_TRY IT_. Copy out the ADRA Rwanda blog post below word for word, in full.

ADRA Rwanda Blog

By Imke Bertens

Rwanda, the land of a thousand hills, and the place I have been privileged to call my home base for the last three weeks. Through ADRA Canada I was granted the role of an Agent of Change in the EMBRACE project.

Prior to departure, I researched the struggles that the people of Rwanda face in relation to maternal, child, and newborn health; and the programs the EMBRACE project has put in place to address these gaps. First and foremost, it is essential to recognize the incredible progress Rwanda has made over the past decade. Due to projects like EMBRACE, the maternal mortality rates and child malnutrition is at an all time low. It was my goal to go to Rwanda to witness this progress and to supplement my theoretical research with personal statements from staff and health care consumers. In other words, I wanted to see the theory in action! It was my intention to see how the various arms of the EMBRACE project is improving access to and the quality of health care services, and the impact its had on reducing malnutrition among children under five.

_DATASET SECTION_.
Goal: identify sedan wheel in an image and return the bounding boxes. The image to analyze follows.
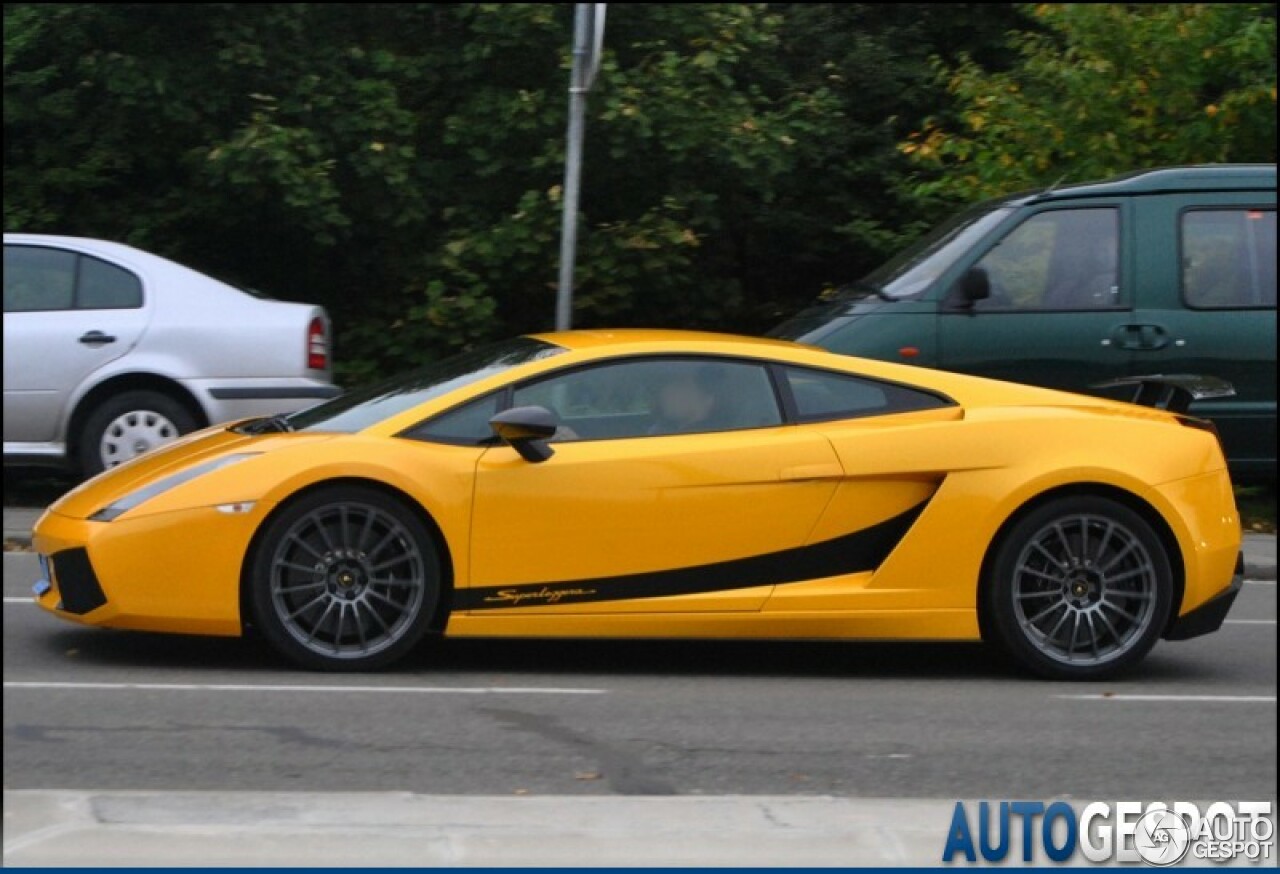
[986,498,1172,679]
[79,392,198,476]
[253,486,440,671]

_ANSWER TO THIS PROBLEM_.
ADRA Rwanda Blog

By Imke Bertens

Rwanda, the land of a thousand hills, and the place I have been privileged to call my home base for the last three weeks. Through ADRA Canada I was granted the role of an Agent of Change in the EMBRACE project.

Prior to departure, I researched the struggles that the people of Rwanda face in relation to maternal, child, and newborn health; and the programs the EMBRACE project has put in place to address these gaps. First and foremost, it is essential to recognize the incredible progress Rwanda has made over the past decade. Due to projects like EMBRACE, the maternal mortality rates and child malnutrition is at an all time low. It was my goal to go to Rwanda to witness this progress and to supplement my theoretical research with personal statements from staff and health care consumers. In other words, I wanted to see the theory in action! It was my intention to see how the various arms of the EMBRACE project is improving access to and the quality of health care services, and the impact its had on reducing malnutrition among children under five.